Task: Reduce the material below to its lines containing "after".
[[ Provided entries open ]]
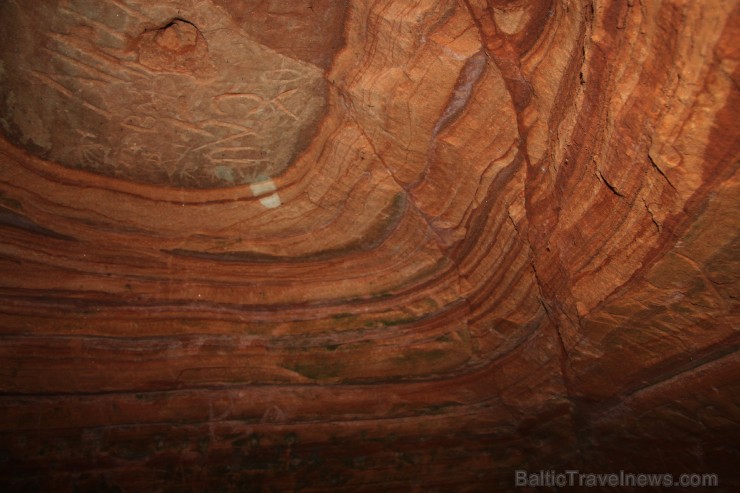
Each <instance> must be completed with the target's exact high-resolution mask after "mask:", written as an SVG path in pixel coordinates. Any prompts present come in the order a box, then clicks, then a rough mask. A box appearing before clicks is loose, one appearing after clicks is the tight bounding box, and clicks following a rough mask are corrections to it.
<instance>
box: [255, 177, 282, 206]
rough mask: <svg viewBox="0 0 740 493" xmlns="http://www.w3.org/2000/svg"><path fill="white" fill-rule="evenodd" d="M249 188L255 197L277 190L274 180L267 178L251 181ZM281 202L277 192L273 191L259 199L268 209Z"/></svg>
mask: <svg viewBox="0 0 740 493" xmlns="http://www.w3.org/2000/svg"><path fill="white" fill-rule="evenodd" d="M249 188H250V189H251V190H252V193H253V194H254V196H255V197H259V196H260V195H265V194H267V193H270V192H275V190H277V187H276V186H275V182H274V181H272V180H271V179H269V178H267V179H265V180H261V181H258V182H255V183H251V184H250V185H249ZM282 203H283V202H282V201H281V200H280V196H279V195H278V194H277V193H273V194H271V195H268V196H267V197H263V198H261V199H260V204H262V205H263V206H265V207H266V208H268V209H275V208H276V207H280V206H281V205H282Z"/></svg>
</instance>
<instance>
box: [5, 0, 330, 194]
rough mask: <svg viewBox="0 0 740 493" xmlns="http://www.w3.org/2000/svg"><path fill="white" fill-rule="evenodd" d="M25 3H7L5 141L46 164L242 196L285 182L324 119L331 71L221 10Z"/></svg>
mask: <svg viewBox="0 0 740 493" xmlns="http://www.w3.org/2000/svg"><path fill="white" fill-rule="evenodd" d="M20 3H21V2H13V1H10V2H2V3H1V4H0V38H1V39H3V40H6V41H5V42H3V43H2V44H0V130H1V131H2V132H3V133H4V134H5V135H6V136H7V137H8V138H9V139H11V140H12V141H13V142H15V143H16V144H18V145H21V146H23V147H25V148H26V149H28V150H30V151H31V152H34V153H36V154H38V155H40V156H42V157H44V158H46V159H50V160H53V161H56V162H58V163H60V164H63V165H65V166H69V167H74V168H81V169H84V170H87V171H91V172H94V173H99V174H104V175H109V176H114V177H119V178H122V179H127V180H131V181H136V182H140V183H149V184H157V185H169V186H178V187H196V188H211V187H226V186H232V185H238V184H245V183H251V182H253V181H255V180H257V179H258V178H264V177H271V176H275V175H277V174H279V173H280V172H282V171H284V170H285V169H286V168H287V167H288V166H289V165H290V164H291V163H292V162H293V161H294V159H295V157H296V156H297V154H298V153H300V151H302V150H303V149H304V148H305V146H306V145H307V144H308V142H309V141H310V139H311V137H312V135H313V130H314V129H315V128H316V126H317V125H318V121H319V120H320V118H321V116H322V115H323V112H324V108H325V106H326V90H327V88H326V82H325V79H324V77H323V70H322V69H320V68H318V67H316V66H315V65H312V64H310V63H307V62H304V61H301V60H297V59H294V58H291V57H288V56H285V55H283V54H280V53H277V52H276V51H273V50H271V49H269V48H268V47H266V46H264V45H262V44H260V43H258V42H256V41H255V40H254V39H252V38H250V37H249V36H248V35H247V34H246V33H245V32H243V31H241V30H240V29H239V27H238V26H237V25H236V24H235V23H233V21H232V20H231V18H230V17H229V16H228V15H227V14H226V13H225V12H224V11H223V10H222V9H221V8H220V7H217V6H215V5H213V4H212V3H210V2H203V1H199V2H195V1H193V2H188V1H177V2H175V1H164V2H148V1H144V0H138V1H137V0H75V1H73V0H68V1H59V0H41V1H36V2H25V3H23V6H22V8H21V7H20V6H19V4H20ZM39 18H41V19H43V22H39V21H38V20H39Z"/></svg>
[[ Provided entries closed ]]
[[ Provided entries open ]]
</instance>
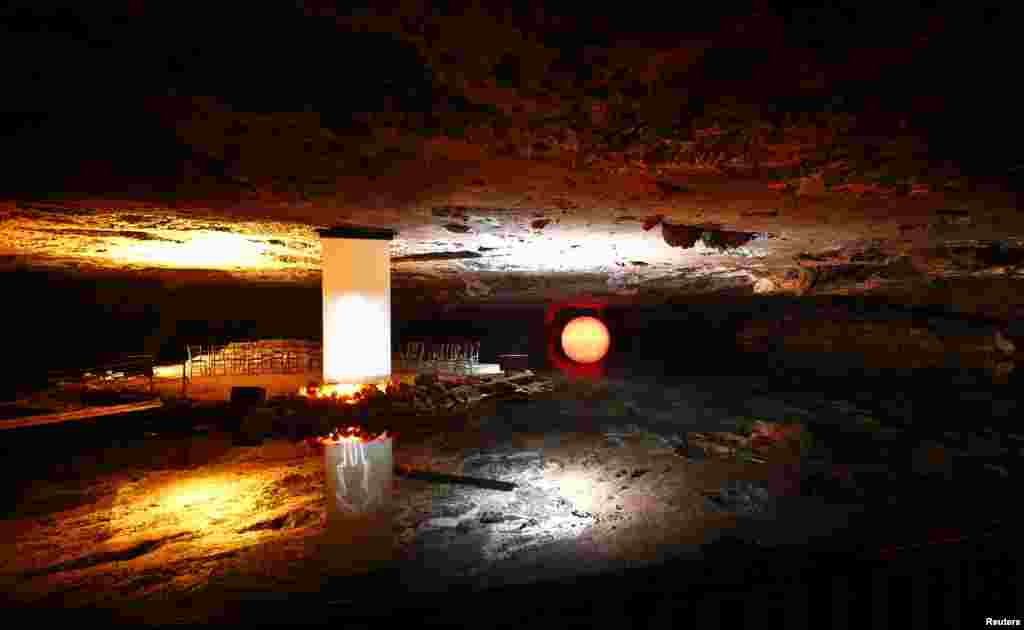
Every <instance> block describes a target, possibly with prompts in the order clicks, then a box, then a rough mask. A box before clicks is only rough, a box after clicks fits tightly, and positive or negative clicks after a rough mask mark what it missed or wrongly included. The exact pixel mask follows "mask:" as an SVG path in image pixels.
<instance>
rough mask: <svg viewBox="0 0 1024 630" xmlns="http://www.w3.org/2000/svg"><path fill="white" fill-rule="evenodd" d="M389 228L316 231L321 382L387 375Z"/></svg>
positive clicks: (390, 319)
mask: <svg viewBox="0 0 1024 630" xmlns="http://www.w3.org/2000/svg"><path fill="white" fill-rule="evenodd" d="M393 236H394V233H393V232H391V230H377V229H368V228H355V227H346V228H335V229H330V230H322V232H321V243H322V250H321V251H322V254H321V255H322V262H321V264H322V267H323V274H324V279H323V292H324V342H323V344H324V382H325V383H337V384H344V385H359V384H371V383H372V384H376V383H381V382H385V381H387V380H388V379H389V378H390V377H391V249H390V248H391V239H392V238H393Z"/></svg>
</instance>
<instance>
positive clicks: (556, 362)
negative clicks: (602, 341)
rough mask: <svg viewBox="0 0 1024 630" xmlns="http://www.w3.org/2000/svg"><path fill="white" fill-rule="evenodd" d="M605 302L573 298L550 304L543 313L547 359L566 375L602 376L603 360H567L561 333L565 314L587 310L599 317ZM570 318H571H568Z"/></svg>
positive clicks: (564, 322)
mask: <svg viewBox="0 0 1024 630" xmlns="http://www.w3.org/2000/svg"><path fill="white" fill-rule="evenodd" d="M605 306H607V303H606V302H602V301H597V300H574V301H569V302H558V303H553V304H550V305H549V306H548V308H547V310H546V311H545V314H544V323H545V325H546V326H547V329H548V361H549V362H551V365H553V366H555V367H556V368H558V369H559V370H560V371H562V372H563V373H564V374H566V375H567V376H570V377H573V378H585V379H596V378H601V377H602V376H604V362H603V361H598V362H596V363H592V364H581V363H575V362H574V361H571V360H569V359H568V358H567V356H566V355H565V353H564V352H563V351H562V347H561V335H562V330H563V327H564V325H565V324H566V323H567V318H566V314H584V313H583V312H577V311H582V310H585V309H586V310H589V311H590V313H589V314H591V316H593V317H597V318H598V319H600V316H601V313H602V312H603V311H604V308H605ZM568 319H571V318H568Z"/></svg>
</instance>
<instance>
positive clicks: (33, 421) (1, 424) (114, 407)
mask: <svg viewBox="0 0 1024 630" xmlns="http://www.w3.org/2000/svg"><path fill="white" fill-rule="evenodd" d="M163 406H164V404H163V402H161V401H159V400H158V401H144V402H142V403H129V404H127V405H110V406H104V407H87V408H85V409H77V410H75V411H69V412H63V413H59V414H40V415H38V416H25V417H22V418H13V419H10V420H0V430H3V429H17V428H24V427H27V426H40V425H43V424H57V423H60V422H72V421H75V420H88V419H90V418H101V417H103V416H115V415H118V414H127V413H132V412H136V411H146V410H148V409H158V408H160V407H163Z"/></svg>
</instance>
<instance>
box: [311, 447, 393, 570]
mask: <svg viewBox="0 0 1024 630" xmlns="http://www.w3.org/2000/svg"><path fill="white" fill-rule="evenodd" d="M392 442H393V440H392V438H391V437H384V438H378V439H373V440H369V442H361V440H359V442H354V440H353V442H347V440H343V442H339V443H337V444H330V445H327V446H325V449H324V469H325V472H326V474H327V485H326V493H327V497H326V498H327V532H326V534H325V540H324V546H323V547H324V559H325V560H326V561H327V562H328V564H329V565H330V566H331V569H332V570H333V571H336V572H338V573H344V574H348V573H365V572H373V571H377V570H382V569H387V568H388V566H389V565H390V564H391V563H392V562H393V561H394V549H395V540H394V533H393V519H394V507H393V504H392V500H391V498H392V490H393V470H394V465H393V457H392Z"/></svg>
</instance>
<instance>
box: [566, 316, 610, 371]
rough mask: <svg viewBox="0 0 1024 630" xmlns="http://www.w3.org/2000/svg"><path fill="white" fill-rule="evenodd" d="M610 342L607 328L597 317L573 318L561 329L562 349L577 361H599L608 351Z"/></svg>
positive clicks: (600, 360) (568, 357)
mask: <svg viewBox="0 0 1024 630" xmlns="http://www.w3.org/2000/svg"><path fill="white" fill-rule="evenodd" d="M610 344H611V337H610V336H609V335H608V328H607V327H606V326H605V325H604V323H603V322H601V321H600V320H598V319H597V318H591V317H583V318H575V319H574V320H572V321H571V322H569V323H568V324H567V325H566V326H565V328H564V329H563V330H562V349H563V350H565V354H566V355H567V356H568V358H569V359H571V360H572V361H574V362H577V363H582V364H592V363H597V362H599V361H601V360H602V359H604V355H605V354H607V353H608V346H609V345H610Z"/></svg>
[[ Provided entries closed ]]
Task answer:
Each <instance> must be completed with the target's exact high-resolution mask after "mask:", written as an SVG path in pixel coordinates. Any prompts present come in the order a box, then clicks, then a rough mask. A box appearing before clicks is loose, one appearing after clicks is the tight bounding box, and clicks following a rough mask are corrections to it.
Every <instance> block describes a target, possibly with prompts in the order clicks, then a box, then a rough mask. A box before clicks is only rough, a box after clicks fits tightly, and positive or negative clicks after a rough mask mark what it missed or wrongly included. The exact pixel mask follows "mask:" as an SVG path in image pixels.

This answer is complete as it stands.